## Set exercise 1
Summarize the forum post about duplicated Amplitude events in BigQuery in two sentences.
## Set exercise 2
Write out the forum post about duplicated Amplitude events in BigQuery word for word, starting at "Any help, pointers" and ending at "event as possible.".
------ Selected text
Hi,
I have set up recurring syncs of your Amplitude event data to BigQuery through the Amplitude UI. It all works really well except that i found a lot of duplicated events (identical event_id with identical amplitude_id). Here is an example of a user with an event with id 623, but there are two rows (!):
amplitude_id | event_id | event_time | device_brand | device_manufacturer | device_model | is_attribution_event | processed_time | user_creation_time |
83043144830 | 623 | 2023-04-20 02:54:16.468000 UTC | samsung | samsung | SM-G935F | FALSE | 2019-02-12 22:50:15.990000 UTC | |
83043144830 | 623 | 2023-04-20 02:54:16.468000 UTC | 2023-05-02 21:26:50.277000 UTC |
The two rows are identical, except for: device_brand, device_manufacturer, device_model, is_attribution_event, processed_time and user_creation_time, are identical.
It is of course trivial to remove such duplicate rows but I want to understand why we have and still are getting this duplication (and why these fields above sometimes have values and sometimes not).
We haven’t backfilled any data and as far as I understand it. Are we missing some vital step here that we need to do in order to correctly ingest this data?
Any help, pointers would be greatly appreciated as this is quite urgent for us.
The goal is simply that we have a dataset where each row is a unique event performed by an amplitude_id and that we have as much information about this event as possible.
Best regards,
Nils
------------
------ Rows
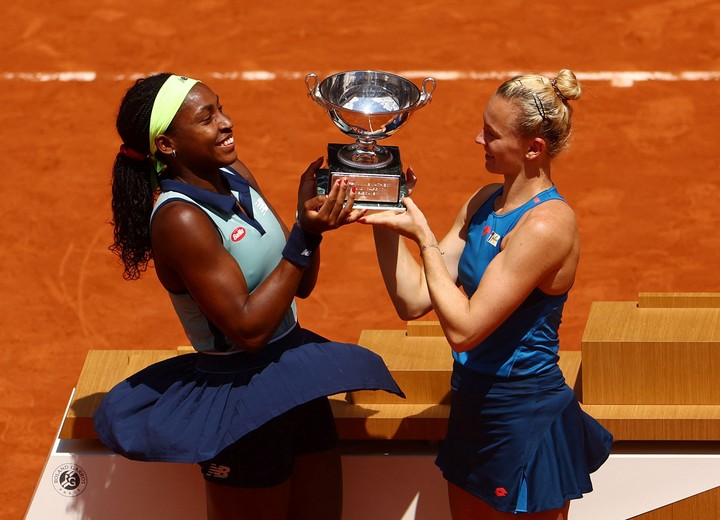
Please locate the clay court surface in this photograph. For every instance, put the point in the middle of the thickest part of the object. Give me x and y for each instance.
(642, 174)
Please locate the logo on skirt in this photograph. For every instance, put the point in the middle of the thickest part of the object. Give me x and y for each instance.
(238, 234)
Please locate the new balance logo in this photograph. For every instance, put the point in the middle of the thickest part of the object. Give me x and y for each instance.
(216, 471)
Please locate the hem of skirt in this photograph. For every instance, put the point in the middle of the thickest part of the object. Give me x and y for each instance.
(512, 509)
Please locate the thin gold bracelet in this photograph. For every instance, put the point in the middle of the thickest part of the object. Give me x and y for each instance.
(428, 246)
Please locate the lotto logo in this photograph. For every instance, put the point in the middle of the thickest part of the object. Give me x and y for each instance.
(500, 492)
(216, 471)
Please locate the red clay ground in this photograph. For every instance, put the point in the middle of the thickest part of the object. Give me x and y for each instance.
(642, 173)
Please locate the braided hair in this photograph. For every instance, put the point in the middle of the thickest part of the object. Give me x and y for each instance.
(545, 109)
(134, 182)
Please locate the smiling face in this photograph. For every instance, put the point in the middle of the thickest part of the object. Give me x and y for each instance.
(200, 133)
(505, 149)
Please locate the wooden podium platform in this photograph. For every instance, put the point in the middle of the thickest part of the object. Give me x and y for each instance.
(650, 368)
(647, 371)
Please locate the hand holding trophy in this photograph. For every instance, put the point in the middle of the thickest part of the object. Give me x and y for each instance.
(368, 106)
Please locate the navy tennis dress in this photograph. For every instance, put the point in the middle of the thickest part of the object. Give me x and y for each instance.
(517, 437)
(191, 407)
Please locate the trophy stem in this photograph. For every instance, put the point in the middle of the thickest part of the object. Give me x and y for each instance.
(365, 154)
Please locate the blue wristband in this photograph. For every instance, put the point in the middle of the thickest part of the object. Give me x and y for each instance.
(300, 247)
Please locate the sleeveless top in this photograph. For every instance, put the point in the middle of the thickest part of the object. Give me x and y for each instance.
(527, 342)
(255, 241)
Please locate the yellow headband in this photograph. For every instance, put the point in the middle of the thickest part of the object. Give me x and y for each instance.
(169, 99)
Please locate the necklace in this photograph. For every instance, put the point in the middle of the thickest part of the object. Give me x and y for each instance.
(237, 202)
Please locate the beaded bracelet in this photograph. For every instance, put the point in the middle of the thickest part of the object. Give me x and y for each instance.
(428, 246)
(300, 246)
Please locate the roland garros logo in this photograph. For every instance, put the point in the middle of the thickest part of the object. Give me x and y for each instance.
(238, 234)
(69, 480)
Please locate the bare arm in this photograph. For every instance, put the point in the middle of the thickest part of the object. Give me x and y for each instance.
(540, 252)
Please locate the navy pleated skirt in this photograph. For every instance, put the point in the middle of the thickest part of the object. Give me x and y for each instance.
(190, 407)
(520, 445)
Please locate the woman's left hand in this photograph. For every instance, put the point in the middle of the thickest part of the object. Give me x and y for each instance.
(410, 223)
(320, 213)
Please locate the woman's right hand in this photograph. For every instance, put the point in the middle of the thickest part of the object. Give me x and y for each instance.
(410, 223)
(320, 213)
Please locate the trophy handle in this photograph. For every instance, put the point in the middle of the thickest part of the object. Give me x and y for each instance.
(426, 95)
(312, 82)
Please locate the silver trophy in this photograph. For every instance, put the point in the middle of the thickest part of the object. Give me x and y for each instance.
(368, 105)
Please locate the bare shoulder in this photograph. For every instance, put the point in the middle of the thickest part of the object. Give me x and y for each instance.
------------
## Final result 1
The author set up recurring syncs of Amplitude event data to BigQuery and found many duplicated events sharing an identical event_id and amplitude_id. The author asks why this duplication keeps occurring and whether a vital step is missing for correct ingestion, with the goal of a dataset in which each row is a unique event performed by an amplitude_id.

## Final result 2
Any help, pointers would be greatly appreciated as this is quite urgent for us.
The goal is simply that we have a dataset where each row is a unique event performed by an amplitude_id and that we have as much information about this event as possible.